Given records:

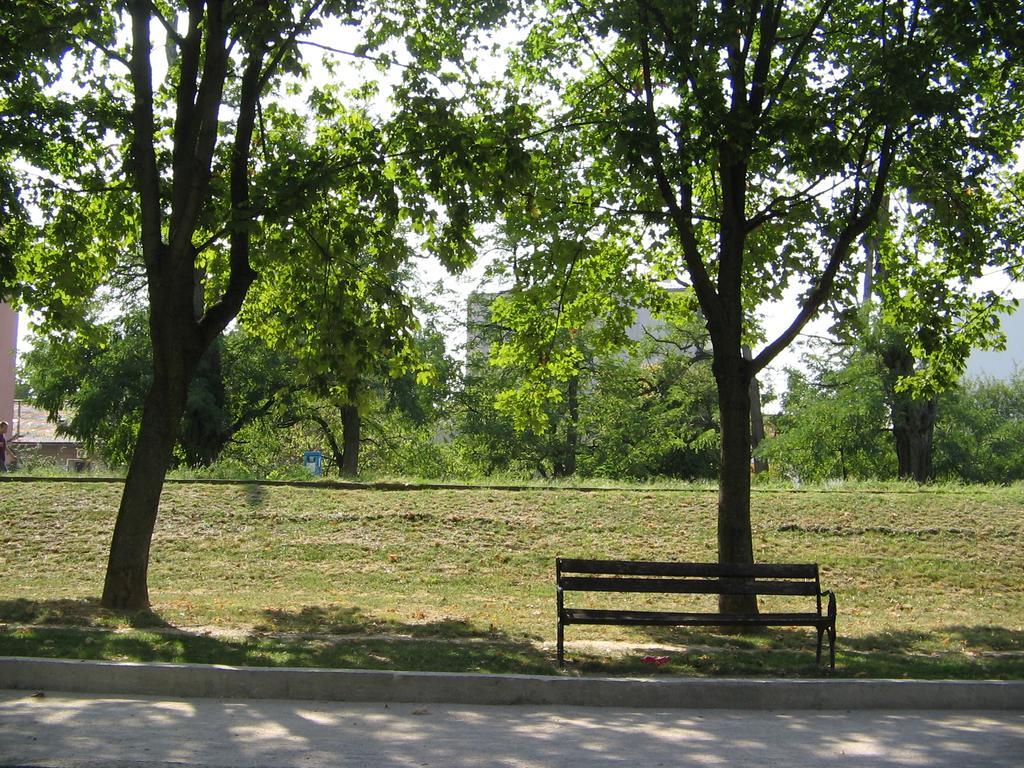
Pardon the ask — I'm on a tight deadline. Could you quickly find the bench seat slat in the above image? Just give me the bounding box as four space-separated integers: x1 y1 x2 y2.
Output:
558 575 818 595
557 557 818 579
562 608 829 627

Exercise requirements:
Lay out every line of the items above as a numbered list, skipping blank lines and leaving out the pictures.

Worked answer:
1. Pardon the ask — I'm on a tight deadline. Could you quickly find the bench seat slat in the above image? Just give me the bounding box as four space-separated integers: x1 y1 x2 y2.
2. Output:
3. 558 575 818 595
4. 557 557 818 579
5. 562 608 829 627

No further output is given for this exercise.